Stored data entries:
§ §

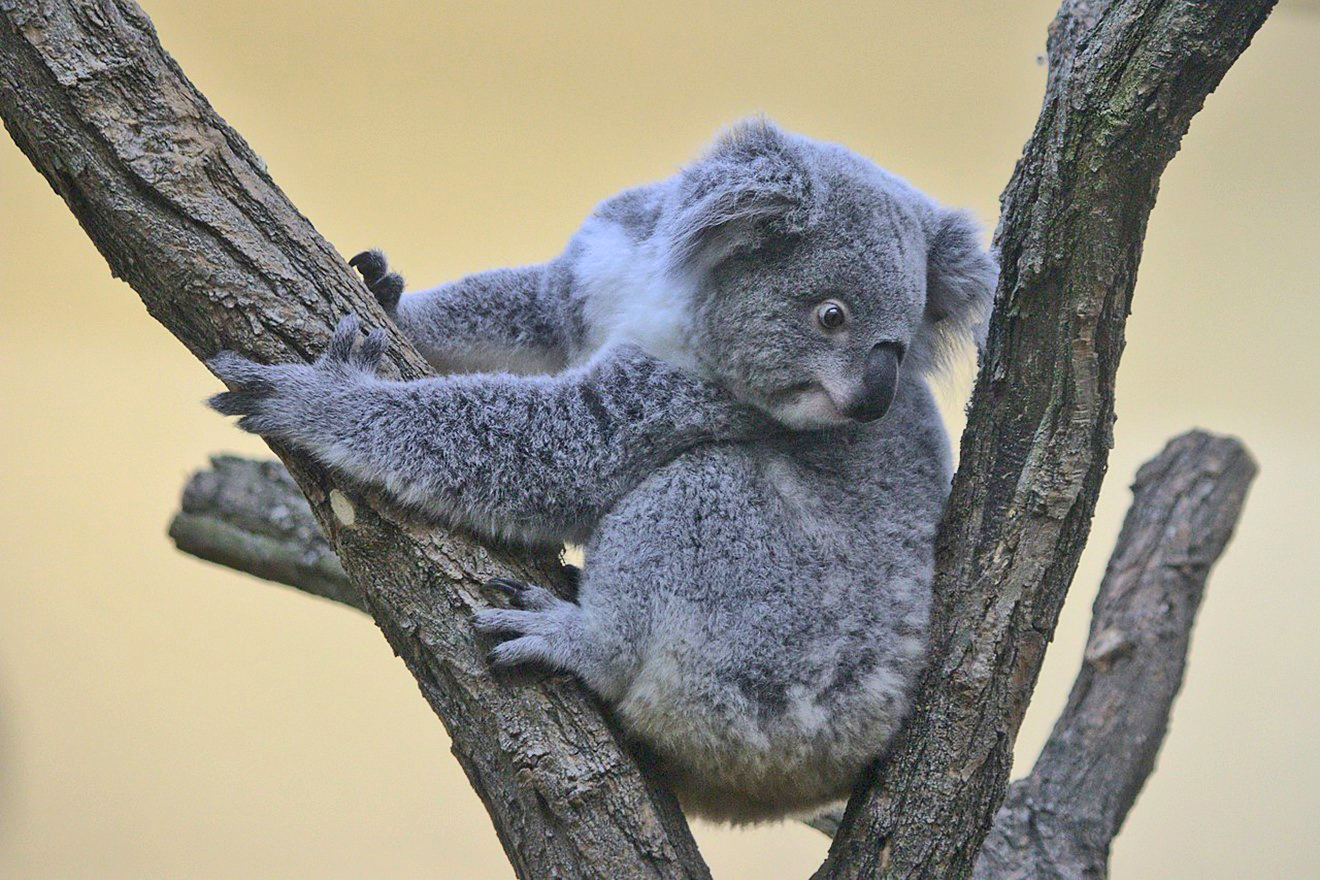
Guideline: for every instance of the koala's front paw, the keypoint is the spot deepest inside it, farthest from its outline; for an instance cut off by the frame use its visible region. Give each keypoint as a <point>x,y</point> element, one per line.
<point>289,401</point>
<point>384,284</point>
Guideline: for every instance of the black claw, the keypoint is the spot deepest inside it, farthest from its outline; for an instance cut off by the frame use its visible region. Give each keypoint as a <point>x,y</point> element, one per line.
<point>515,590</point>
<point>388,290</point>
<point>370,264</point>
<point>234,403</point>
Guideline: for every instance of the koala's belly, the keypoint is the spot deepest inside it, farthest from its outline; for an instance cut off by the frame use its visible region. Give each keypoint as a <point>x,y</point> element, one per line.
<point>754,662</point>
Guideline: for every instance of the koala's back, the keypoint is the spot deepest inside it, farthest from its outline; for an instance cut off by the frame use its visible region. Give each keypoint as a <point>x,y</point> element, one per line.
<point>768,604</point>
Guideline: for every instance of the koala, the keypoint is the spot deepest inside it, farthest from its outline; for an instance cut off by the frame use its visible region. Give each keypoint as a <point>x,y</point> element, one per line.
<point>721,391</point>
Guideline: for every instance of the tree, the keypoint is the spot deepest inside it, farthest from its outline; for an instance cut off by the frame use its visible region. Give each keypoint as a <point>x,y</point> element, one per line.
<point>184,211</point>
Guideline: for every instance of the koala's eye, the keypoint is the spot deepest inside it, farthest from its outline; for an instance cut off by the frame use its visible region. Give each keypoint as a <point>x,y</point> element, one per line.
<point>830,314</point>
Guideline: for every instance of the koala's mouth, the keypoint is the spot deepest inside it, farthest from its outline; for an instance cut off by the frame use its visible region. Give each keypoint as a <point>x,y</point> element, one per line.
<point>805,405</point>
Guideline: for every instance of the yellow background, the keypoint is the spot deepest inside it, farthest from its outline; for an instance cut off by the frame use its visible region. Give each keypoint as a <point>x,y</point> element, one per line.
<point>163,718</point>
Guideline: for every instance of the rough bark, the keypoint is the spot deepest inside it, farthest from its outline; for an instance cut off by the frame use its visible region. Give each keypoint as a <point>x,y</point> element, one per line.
<point>1125,79</point>
<point>1059,821</point>
<point>184,210</point>
<point>251,516</point>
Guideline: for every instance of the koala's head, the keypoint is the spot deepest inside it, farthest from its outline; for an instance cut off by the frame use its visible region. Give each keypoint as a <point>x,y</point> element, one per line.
<point>820,276</point>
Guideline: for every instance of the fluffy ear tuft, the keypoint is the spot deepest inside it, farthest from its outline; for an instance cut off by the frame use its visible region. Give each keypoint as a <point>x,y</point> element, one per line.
<point>749,185</point>
<point>960,282</point>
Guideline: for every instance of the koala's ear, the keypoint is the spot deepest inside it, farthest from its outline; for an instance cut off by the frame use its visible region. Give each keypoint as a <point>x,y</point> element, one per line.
<point>749,186</point>
<point>960,282</point>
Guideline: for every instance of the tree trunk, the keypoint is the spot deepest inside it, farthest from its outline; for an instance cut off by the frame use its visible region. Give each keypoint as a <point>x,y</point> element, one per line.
<point>184,211</point>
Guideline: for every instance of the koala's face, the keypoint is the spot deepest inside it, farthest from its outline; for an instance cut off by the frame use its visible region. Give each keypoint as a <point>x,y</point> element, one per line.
<point>812,329</point>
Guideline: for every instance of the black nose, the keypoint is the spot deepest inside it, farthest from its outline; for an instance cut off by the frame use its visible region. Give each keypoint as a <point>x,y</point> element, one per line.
<point>879,380</point>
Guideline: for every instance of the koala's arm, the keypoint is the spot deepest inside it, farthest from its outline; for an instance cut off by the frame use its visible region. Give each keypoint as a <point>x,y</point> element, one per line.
<point>531,458</point>
<point>499,321</point>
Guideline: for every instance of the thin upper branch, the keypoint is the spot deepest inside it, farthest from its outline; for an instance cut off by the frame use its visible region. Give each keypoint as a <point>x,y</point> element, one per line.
<point>185,211</point>
<point>1125,79</point>
<point>1060,819</point>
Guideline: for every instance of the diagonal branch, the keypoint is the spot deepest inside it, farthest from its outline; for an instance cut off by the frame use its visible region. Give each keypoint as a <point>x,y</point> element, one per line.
<point>1060,819</point>
<point>1125,79</point>
<point>185,211</point>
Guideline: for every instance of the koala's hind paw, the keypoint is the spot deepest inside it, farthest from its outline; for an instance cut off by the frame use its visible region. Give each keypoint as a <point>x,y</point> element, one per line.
<point>524,595</point>
<point>384,284</point>
<point>540,628</point>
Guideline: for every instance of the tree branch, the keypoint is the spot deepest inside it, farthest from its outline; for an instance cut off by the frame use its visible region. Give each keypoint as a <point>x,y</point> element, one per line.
<point>185,211</point>
<point>1060,819</point>
<point>251,516</point>
<point>1125,79</point>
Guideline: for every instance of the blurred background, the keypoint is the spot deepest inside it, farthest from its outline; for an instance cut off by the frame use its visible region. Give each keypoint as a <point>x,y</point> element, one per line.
<point>164,718</point>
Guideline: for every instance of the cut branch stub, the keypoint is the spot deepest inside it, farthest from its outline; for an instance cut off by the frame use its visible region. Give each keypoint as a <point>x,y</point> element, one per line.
<point>185,211</point>
<point>1060,819</point>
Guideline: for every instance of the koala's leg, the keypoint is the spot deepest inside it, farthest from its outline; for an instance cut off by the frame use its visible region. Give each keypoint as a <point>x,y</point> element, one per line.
<point>529,458</point>
<point>547,631</point>
<point>500,321</point>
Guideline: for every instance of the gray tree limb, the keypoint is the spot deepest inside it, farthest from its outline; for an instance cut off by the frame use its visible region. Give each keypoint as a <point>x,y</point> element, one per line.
<point>1059,821</point>
<point>251,516</point>
<point>1125,79</point>
<point>181,209</point>
<point>185,211</point>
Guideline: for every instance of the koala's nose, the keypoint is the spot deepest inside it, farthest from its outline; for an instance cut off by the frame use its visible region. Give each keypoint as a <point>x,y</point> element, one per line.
<point>879,380</point>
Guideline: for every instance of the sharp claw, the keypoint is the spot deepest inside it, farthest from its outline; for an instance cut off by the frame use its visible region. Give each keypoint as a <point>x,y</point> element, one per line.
<point>256,425</point>
<point>234,403</point>
<point>388,289</point>
<point>238,371</point>
<point>370,264</point>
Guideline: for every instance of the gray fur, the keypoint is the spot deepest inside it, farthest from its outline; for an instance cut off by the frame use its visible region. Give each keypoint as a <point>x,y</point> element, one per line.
<point>757,589</point>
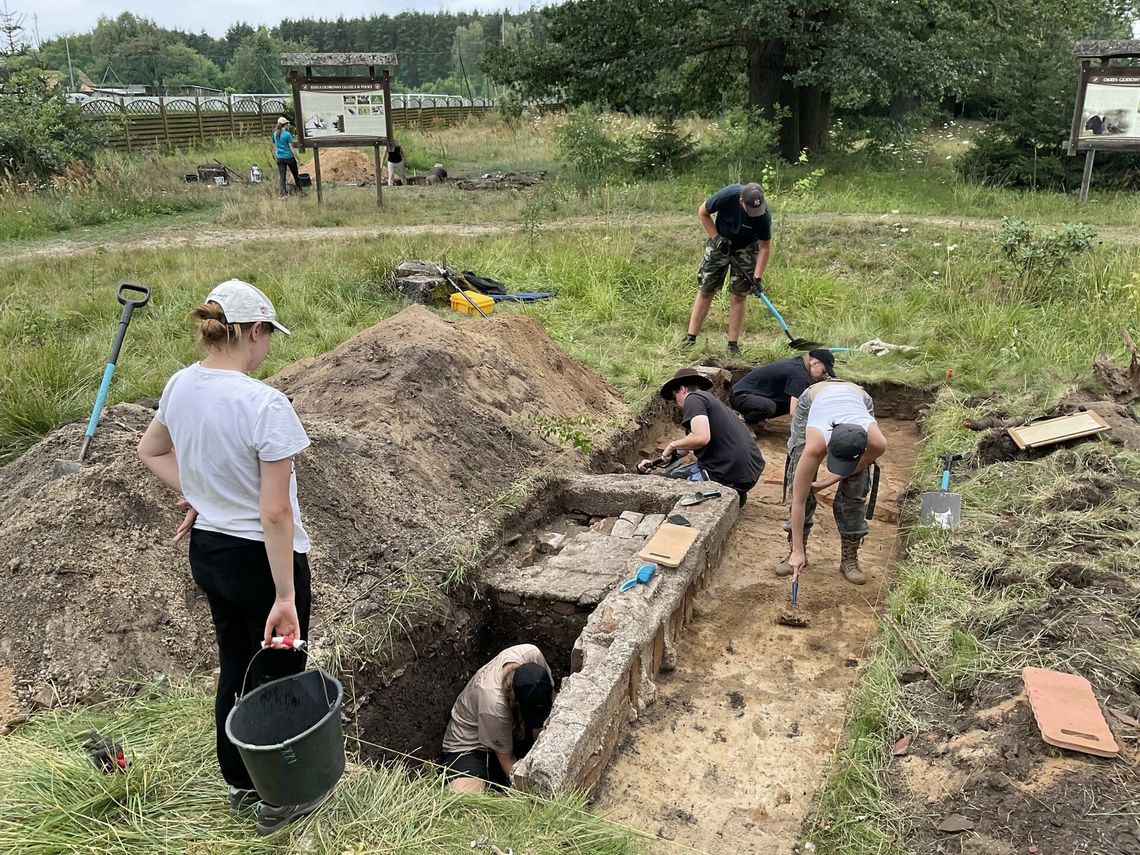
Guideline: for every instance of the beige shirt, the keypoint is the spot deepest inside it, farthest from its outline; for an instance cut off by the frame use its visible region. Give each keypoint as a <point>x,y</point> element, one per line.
<point>481,718</point>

§ §

> [Directive] Starting at the line that contains "Guideline: for every instance of the thin" and stopping after the line that contains "<point>164,718</point>", write out those lines again with the guideline lines unchanged, and multiply every x and y coordinate in the answer points by 1.15, rounding each to a whole number with halves going up. Leave all other entries out.

> [Output below]
Guideline: for every instance of the thin upper branch, the keypoint is the spot deepest inside it, farthest from its outline; for an instance cut off by the frame use its visible region. Give each keypoint as a <point>x,y</point> element, one per line.
<point>213,243</point>
<point>1294,91</point>
<point>1219,942</point>
Guideline: for every instance of the diagonal branch, the keypoint is the spot deepest inside it, farthest from its outline; for an instance cut off by the frame use its visible region. Give each keypoint as a <point>x,y</point> element, one per line.
<point>1219,942</point>
<point>1294,91</point>
<point>213,243</point>
Guideline: for every instance of the koala's hind paw, the keypoint is the spot deepest inside it, farthest from its outline; for an instance cut off by the frame use its visible region. Give each keypoint as a <point>x,y</point> element, one per line.
<point>603,684</point>
<point>442,327</point>
<point>621,722</point>
Guideline: for every instance of the tree branch, the keypoint is the spot deepest inside it, farthest from its outline; for an instance cut off by the frame use its visible region. Give each keypoint as a <point>x,y</point> element, one per line.
<point>213,243</point>
<point>1219,942</point>
<point>289,593</point>
<point>1294,91</point>
Guideline: for every instance of the blurred background, the keypoint is the spot deepest inside it, farthest from its outline; for an instance cut off by the frame use its visible region. Give each keypoint as a <point>x,y</point> element, one per line.
<point>189,826</point>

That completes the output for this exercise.